Task requirements »
Copy nothing from the entries below except the lines from the one containing "Pick out a point on every instance of the striped" through the one containing "Target: white flag", and copy those exactly.

Records to use »
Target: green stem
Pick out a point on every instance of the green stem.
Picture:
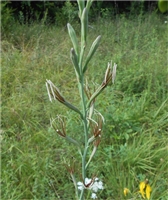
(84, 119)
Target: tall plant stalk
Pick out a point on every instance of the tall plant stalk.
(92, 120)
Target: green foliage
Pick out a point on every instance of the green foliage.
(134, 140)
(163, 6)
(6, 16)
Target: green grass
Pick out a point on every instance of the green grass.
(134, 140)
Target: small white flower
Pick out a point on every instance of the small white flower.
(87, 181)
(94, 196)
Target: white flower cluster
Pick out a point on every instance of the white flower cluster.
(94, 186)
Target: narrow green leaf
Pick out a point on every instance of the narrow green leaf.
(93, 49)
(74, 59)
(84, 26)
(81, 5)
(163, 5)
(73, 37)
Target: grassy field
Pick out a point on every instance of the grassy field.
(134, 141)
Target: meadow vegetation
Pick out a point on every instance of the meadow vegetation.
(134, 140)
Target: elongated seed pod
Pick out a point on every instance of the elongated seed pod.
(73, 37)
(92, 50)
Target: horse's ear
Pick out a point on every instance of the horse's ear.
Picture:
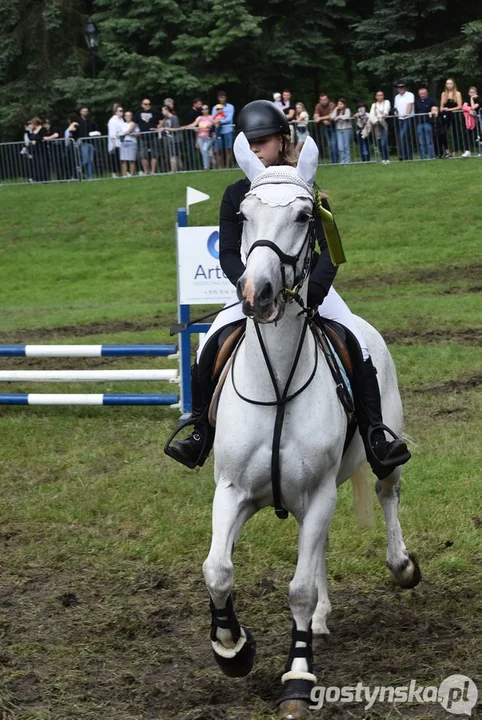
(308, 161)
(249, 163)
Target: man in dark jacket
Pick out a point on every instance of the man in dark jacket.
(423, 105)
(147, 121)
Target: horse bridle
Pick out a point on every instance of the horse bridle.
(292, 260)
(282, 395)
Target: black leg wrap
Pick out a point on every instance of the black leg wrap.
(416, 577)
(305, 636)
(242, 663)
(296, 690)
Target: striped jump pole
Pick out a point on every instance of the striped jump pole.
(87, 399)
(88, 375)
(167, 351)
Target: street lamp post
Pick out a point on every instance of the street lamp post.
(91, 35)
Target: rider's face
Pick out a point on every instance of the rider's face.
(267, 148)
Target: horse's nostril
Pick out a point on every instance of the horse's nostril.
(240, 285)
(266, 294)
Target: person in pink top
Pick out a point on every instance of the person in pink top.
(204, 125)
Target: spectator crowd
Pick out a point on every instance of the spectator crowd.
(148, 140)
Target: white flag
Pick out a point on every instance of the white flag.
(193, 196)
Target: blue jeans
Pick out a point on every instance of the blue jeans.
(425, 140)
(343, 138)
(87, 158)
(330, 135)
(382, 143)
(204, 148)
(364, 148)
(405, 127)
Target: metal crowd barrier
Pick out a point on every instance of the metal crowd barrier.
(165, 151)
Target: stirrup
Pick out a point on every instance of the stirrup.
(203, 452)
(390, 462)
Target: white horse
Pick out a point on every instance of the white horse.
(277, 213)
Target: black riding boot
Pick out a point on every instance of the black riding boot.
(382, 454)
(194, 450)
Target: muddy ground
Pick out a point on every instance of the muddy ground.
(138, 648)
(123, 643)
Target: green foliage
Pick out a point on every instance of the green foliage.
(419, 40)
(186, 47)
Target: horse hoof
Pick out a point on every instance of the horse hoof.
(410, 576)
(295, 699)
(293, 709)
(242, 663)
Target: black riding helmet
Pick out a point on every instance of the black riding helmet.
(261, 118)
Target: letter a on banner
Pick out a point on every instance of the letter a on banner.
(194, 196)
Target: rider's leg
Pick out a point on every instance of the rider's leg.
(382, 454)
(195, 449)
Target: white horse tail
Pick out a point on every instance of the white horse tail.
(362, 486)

...

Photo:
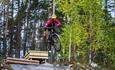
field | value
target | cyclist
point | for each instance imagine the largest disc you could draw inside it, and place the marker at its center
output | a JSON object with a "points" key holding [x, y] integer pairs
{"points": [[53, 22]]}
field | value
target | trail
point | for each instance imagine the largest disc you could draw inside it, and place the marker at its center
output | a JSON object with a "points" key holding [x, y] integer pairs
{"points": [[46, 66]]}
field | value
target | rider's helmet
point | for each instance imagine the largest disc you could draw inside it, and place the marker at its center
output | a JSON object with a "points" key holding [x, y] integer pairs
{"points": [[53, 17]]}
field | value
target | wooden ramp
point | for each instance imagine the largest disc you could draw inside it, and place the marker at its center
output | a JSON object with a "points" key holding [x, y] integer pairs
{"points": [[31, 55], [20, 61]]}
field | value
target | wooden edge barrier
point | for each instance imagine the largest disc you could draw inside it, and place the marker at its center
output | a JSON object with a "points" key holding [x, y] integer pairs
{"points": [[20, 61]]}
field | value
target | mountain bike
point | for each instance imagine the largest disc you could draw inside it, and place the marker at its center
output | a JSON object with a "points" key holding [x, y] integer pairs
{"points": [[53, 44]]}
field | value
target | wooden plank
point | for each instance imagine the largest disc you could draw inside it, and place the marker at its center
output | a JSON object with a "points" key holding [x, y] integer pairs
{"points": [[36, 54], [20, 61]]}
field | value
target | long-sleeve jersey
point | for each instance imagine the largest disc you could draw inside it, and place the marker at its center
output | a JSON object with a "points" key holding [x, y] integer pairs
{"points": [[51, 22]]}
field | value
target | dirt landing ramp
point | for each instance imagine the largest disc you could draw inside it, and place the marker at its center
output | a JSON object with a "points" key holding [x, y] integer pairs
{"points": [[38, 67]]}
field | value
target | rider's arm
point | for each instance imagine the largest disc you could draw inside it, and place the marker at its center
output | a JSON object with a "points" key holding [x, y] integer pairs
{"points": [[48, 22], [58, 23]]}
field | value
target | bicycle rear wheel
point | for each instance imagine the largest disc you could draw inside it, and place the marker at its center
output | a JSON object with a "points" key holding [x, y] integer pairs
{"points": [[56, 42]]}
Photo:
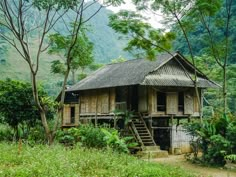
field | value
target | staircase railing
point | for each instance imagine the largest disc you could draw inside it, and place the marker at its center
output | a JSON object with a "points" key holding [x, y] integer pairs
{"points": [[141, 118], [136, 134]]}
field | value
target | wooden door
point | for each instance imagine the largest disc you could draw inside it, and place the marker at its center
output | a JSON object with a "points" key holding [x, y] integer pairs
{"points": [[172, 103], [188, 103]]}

Result »
Pick out a point on every instance of the striped jump pole.
(87, 399)
(88, 375)
(167, 351)
Target: street lamp post
Pick out a point on every instance of the street lamp post.
(91, 35)
Target: rider's face
Pick out a point on every instance of the rider's face.
(267, 148)
Target: horse's nostril
Pick out a point on every instance of the horse's nostril.
(240, 285)
(266, 294)
Target: person in pink top
Pick out a point on every instance of the person in pink top.
(204, 125)
Target: spectator crowd
Pick out a point on every instance of the spectator crowd.
(148, 140)
Target: white flag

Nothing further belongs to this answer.